-- start of Material for this task --
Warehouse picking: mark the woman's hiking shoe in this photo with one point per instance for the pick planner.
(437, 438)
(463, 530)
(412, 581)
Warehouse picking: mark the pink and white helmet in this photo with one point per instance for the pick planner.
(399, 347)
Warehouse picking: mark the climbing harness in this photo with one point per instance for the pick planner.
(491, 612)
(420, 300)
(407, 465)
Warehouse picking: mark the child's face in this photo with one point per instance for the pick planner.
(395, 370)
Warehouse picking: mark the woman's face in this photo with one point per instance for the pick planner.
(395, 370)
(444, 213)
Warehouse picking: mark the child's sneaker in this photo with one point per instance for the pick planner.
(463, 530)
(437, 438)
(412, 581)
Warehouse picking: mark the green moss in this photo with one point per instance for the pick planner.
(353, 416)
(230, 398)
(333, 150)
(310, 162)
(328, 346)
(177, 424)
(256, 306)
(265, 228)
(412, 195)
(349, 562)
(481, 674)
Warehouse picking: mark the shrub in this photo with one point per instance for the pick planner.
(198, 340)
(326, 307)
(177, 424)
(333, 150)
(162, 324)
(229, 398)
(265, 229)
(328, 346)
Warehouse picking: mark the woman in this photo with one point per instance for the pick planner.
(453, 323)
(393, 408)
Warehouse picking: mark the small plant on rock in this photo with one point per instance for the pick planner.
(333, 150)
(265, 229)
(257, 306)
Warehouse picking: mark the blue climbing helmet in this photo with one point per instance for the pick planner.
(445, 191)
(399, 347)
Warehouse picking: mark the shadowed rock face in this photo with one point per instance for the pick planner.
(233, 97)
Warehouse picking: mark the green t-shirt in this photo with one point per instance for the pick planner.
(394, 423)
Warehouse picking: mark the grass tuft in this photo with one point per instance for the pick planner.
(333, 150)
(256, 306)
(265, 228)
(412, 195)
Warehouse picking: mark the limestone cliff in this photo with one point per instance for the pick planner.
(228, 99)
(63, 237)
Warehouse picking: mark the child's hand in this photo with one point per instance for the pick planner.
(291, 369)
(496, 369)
-- end of Material for this task --
Objective →
Arrange every one of the entries above as a JSON list of strings, with one string per line and any blank lines omitted.

Exercise answer →
[
  "Warehouse picking: mark the woman's hiking shoe in this photo with one point per instance for the pick planner.",
  "(437, 438)",
  "(463, 530)",
  "(412, 581)",
  "Warehouse picking: mark the pink and white helmet in this photo with one point per instance for the pick planner.",
  "(399, 347)",
  "Warehouse picking: mark the climbing harness in this photo with one point per instance for the pick planner.",
  "(491, 612)",
  "(420, 300)",
  "(407, 465)",
  "Warehouse picking: mark the child's face in this photo with one point per instance for the pick planner.",
  "(395, 370)",
  "Warehouse picking: mark the woman's face in this photo with one point per instance for the pick planner.",
  "(395, 370)",
  "(444, 213)",
  "Warehouse picking: mark the child's sneaker in this photo with one point per instance for the pick planner.",
  "(463, 530)",
  "(437, 438)",
  "(412, 581)",
  "Warehouse picking: mark the green moss in this photo with one point per instance for the pick planner.",
  "(353, 416)",
  "(230, 398)",
  "(333, 150)",
  "(310, 162)",
  "(328, 346)",
  "(177, 424)",
  "(256, 306)",
  "(265, 228)",
  "(412, 195)",
  "(349, 562)",
  "(481, 674)",
  "Warehouse picking: mark the shrub in this photo with one point per instance for the pick planner.",
  "(198, 340)",
  "(326, 307)",
  "(177, 424)",
  "(333, 150)",
  "(162, 324)",
  "(229, 398)",
  "(265, 229)",
  "(328, 346)",
  "Warehouse picking: mark the woman in this photo with one point per instance for the pick planner.",
  "(453, 323)",
  "(393, 408)",
  "Warehouse picking: mark the small plant on rock in this photo with one point per instance for the pick planner.",
  "(333, 150)",
  "(265, 229)",
  "(257, 306)",
  "Warehouse picking: mark the blue climbing helmet in this photo with one point per instance for the pick planner.",
  "(445, 191)",
  "(399, 347)",
  "Warehouse picking: mark the shadowed rock face in this photo with one point per instance for the pick planner.",
  "(233, 97)",
  "Warehouse picking: mark the green t-shirt in this photo with one point per instance for the pick planner.",
  "(394, 423)",
  "Warehouse picking: mark the grass tuft in this photo with one point per instance for the pick planner.",
  "(333, 150)",
  "(256, 306)",
  "(265, 228)",
  "(412, 195)",
  "Warehouse picking: mark the limestone cliff in this photo with one point per instance for the pick planner.",
  "(228, 99)",
  "(63, 237)",
  "Warehouse picking: mark the child's hand in this photo with one point per instance for the pick planner.",
  "(291, 369)",
  "(496, 369)"
]